WORK ORDER: The entries below must be copied exactly as they are.

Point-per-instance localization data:

*** Begin section ***

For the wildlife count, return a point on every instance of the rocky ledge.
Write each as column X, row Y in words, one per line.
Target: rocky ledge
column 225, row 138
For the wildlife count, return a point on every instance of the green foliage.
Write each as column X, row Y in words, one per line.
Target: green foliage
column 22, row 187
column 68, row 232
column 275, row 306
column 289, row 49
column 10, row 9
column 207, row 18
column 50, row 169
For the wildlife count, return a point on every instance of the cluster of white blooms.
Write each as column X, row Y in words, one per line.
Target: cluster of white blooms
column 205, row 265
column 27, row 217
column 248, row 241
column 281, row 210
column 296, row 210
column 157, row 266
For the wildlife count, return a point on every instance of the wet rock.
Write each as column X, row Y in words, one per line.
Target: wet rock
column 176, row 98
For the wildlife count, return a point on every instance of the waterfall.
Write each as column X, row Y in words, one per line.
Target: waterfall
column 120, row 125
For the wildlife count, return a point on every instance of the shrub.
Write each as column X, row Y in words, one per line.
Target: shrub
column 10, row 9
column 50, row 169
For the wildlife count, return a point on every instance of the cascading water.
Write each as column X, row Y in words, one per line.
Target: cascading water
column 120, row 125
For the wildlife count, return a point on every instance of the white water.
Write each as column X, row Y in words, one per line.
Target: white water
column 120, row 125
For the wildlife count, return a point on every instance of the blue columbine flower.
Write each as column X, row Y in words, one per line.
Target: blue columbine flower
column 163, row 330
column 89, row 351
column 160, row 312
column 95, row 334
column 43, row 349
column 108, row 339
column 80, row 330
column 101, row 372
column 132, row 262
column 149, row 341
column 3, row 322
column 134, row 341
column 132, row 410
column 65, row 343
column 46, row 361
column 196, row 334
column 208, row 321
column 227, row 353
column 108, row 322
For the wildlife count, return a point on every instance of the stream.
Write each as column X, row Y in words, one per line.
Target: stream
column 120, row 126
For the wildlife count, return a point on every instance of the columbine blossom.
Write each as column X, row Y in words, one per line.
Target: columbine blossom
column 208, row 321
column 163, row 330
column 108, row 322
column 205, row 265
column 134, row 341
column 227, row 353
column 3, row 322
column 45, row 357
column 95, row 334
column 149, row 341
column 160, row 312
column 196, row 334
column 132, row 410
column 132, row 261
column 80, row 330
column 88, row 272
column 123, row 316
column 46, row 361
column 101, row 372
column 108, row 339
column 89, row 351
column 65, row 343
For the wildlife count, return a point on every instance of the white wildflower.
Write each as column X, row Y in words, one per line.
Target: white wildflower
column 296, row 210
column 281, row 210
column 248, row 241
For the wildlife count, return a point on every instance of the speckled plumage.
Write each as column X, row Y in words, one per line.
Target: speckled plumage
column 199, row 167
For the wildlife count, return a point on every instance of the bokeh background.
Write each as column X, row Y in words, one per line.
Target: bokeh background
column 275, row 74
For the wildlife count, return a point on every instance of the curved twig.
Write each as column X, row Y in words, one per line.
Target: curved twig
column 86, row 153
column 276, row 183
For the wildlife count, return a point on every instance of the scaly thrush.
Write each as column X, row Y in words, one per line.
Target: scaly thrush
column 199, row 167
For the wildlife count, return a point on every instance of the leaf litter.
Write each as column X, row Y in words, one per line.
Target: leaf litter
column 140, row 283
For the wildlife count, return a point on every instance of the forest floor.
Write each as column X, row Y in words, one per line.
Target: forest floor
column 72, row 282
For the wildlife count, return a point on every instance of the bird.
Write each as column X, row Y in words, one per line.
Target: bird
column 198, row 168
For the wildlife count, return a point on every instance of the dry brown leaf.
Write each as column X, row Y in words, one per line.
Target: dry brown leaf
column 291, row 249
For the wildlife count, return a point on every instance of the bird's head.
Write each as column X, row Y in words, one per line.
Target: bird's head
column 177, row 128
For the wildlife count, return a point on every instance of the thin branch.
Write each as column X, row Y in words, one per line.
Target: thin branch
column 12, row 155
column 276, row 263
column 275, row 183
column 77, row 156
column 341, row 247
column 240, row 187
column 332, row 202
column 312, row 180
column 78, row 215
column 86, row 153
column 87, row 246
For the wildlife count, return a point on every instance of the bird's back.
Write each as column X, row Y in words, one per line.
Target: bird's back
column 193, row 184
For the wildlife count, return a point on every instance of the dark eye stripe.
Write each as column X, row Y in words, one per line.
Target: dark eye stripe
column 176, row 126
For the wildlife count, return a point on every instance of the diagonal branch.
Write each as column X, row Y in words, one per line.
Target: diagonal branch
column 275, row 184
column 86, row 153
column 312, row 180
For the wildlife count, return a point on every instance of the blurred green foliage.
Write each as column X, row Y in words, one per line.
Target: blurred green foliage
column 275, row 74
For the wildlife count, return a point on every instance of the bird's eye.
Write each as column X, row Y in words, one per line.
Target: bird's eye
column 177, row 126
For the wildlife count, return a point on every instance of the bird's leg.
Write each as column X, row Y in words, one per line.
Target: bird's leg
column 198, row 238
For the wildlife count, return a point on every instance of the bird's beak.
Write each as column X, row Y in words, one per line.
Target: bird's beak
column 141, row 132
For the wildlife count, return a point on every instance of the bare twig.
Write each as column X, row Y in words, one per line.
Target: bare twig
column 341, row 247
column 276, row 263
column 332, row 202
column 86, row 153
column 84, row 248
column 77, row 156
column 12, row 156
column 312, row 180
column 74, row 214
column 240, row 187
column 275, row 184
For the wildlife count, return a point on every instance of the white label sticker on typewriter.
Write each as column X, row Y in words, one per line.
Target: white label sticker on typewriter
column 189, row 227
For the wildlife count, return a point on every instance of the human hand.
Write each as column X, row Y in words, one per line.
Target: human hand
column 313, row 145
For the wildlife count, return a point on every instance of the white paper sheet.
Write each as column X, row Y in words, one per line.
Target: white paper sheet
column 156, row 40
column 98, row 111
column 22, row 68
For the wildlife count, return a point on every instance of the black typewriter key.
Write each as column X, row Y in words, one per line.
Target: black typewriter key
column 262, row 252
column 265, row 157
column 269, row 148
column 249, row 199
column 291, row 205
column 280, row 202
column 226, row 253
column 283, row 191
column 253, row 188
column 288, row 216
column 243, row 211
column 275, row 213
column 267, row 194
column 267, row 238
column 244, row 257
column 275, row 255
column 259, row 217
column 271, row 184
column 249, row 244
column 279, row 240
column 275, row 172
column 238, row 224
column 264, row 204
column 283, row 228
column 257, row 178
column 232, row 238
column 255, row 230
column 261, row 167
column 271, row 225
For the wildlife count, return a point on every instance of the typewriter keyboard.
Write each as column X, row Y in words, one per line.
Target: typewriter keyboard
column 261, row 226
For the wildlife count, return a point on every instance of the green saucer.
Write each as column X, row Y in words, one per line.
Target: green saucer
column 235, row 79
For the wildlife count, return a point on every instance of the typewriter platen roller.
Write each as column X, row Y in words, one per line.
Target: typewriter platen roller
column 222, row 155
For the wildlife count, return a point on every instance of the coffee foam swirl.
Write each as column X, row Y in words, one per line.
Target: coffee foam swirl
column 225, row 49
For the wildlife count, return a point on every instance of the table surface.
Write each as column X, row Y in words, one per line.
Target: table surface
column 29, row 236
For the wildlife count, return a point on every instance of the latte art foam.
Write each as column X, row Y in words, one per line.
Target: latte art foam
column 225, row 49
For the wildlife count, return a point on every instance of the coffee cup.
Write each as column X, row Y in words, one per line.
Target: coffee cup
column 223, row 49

*** End section ***

EXERCISE SOLUTION:
For the wildlife count, return a point on every instance of the rocky ledge.
Write each as column X, row Y in words, one per line.
Target: rocky ledge
column 225, row 138
For the wildlife count, return a point on every instance of the green foliage.
Write each as column X, row Y in words, one per line.
Target: green foliage
column 22, row 187
column 68, row 232
column 275, row 306
column 289, row 49
column 10, row 9
column 207, row 18
column 50, row 169
For the wildlife count, return a point on every instance of the cluster of white blooms.
Write each as column X, row Y in words, one per line.
Target: cluster of white blooms
column 205, row 265
column 27, row 217
column 248, row 241
column 281, row 210
column 296, row 210
column 157, row 266
For the wildlife count, return a point on every instance of the wet rock.
Write each as column X, row Y in words, one per line.
Target: wet rock
column 176, row 98
For the wildlife count, return a point on every instance of the waterfall.
Write each as column X, row Y in words, one per line.
Target: waterfall
column 120, row 125
For the wildlife count, return a point on every instance of the shrub.
Write each as column X, row Y in words, one per line.
Target: shrub
column 10, row 9
column 50, row 169
For the wildlife count, return a point on every instance of the cascading water.
Write each as column X, row Y in words, one per line.
Target: cascading water
column 120, row 125
For the wildlife count, return a point on every instance of the white water.
Write each as column X, row Y in words, one per line.
Target: white water
column 120, row 125
For the wildlife count, return a point on every instance of the blue columbine flower.
Write each as column X, row Y in words, one per line.
Target: blue columbine flower
column 163, row 330
column 89, row 351
column 160, row 312
column 95, row 334
column 43, row 349
column 108, row 339
column 80, row 330
column 101, row 372
column 132, row 262
column 149, row 341
column 3, row 322
column 134, row 341
column 132, row 410
column 65, row 343
column 46, row 361
column 196, row 334
column 208, row 321
column 227, row 353
column 108, row 322
For the wildlife count, return a point on every instance of the stream.
Write each as column X, row Y in words, one per line.
Target: stream
column 120, row 126
For the wildlife count, return a point on every instance of the columbine blossom.
Write each as column X, row Y in words, one per line.
Target: columbine blossom
column 208, row 321
column 163, row 330
column 108, row 322
column 205, row 265
column 134, row 341
column 227, row 353
column 3, row 322
column 45, row 357
column 95, row 334
column 149, row 341
column 160, row 312
column 196, row 334
column 132, row 410
column 132, row 261
column 80, row 330
column 88, row 272
column 123, row 316
column 46, row 361
column 101, row 372
column 108, row 339
column 89, row 351
column 65, row 343
For the wildlife count, return a point on every instance of the white wildflower.
Write each as column X, row Y in words, one per line.
Target: white wildflower
column 296, row 210
column 281, row 210
column 248, row 241
For the wildlife count, return a point on every instance of the speckled plumage.
Write each as column X, row Y in words, one per line.
Target: speckled plumage
column 199, row 167
For the wildlife count, return a point on every instance of the bokeh background.
Write each as column X, row Y in words, one per line.
Target: bokeh background
column 275, row 74
For the wildlife count, return a point on every instance of the curved twig.
Write each as column X, row Y in words, one per line.
Target: curved twig
column 86, row 153
column 276, row 183
For the wildlife count, return a point on every instance of the scaly thrush.
Write each as column X, row Y in words, one per line.
Target: scaly thrush
column 199, row 167
For the wildlife count, return a point on every instance of the leaf litter.
Write each as column X, row Y in words, one per line.
Target: leaf litter
column 140, row 283
For the wildlife count, return a point on every instance of the forest floor.
Write each as column X, row Y in words, one per line.
Target: forest floor
column 72, row 282
For the wildlife count, return a point on every instance of the bird.
Write each as column X, row Y in words, one per line.
Target: bird
column 198, row 168
For the wildlife count, return a point on every instance of the dry brown leaf.
Write each as column X, row Y in words, one per line.
Target: dry brown leaf
column 291, row 249
For the wildlife count, return a point on every instance of the bird's head.
Write each as column X, row Y in words, one per line.
Target: bird's head
column 177, row 128
For the wildlife count, return a point on every instance of the thin branch.
Write each as column X, row Y in words, one per line.
Target: thin branch
column 12, row 155
column 276, row 263
column 275, row 183
column 77, row 156
column 341, row 247
column 240, row 187
column 332, row 202
column 312, row 180
column 78, row 215
column 86, row 153
column 87, row 246
For the wildlife count, return a point on every instance of the bird's back.
Write each as column X, row Y in words, one per line.
Target: bird's back
column 193, row 184
For the wildlife count, return a point on every instance of the dark eye stripe.
Write each as column X, row Y in words, one per line.
Target: dark eye stripe
column 176, row 126
For the wildlife count, return a point on every instance of the diagonal branch.
Write each as column X, row Y in words, one per line.
Target: diagonal branch
column 275, row 184
column 86, row 153
column 312, row 180
For the wildlife count, return a point on every instance of the blurred green foliage.
Write each as column X, row Y in words, one per line.
Target: blurred green foliage
column 275, row 74
For the wildlife count, return a point on every instance of the bird's eye.
Write each as column X, row Y in words, one per line.
Target: bird's eye
column 177, row 126
For the wildlife count, return a point on every instance of the bird's leg.
Write each as column X, row Y in words, one per line.
Target: bird's leg
column 198, row 238
For the wildlife count, return a point on every instance of the bird's beak.
Write each as column X, row Y in words, one per line.
Target: bird's beak
column 141, row 132
For the wildlife count, return a point on every instance of the bare twig.
Write each as column X, row Y in words, one per line.
Target: bare twig
column 341, row 247
column 276, row 263
column 332, row 202
column 86, row 153
column 84, row 248
column 77, row 156
column 12, row 156
column 312, row 180
column 74, row 214
column 240, row 187
column 275, row 184
For the wildlife count, return a point on every instance of the white label sticker on typewriter.
Write each as column X, row Y in words, one per line.
Target: white label sticker on typewriter
column 189, row 227
For the wildlife count, return a point on every instance of the human hand.
Write each as column X, row Y in words, one per line.
Target: human hand
column 313, row 145
For the wildlife count, return a point on every instance of the white paper sheet.
Write each as column X, row Y in words, one per line.
Target: white paper sheet
column 156, row 40
column 98, row 111
column 22, row 68
For the wildlife count, return a point on every instance of the black typewriter key.
Write each as column X, row Y in words, one per line.
Target: black typewriter key
column 262, row 252
column 265, row 157
column 269, row 148
column 249, row 199
column 291, row 205
column 280, row 202
column 226, row 253
column 283, row 191
column 253, row 188
column 288, row 216
column 243, row 211
column 275, row 213
column 267, row 194
column 267, row 238
column 244, row 257
column 275, row 255
column 259, row 217
column 271, row 184
column 249, row 244
column 279, row 240
column 275, row 172
column 238, row 224
column 264, row 204
column 283, row 228
column 257, row 178
column 232, row 238
column 255, row 230
column 261, row 167
column 271, row 225
For the wildlife count, return a point on every instance of the typewriter keyboard.
Write each as column X, row Y in words, one per line.
Target: typewriter keyboard
column 261, row 226
For the wildlife count, return a point on every instance of the green saucer.
Write each as column X, row Y in words, one per line.
Target: green saucer
column 235, row 79
For the wildlife count, return a point on every instance of the typewriter platen roller.
Write each as column X, row Y in words, one per line.
Target: typewriter platen roller
column 222, row 155
For the wildlife count, return a point on every instance of the coffee foam swirl.
Write each as column X, row Y in words, one per line.
Target: coffee foam swirl
column 225, row 49
For the wildlife count, return a point on every instance of the table surface.
Write each as column X, row Y in words, one per line.
Target: table surface
column 29, row 236
For the wildlife count, return a point on every instance of the latte art foam.
Write each as column X, row Y in words, one per line.
Target: latte art foam
column 225, row 49
For the wildlife count, return a point on every instance of the coffee cup.
Write each as column X, row Y in words, one per line.
Target: coffee cup
column 223, row 49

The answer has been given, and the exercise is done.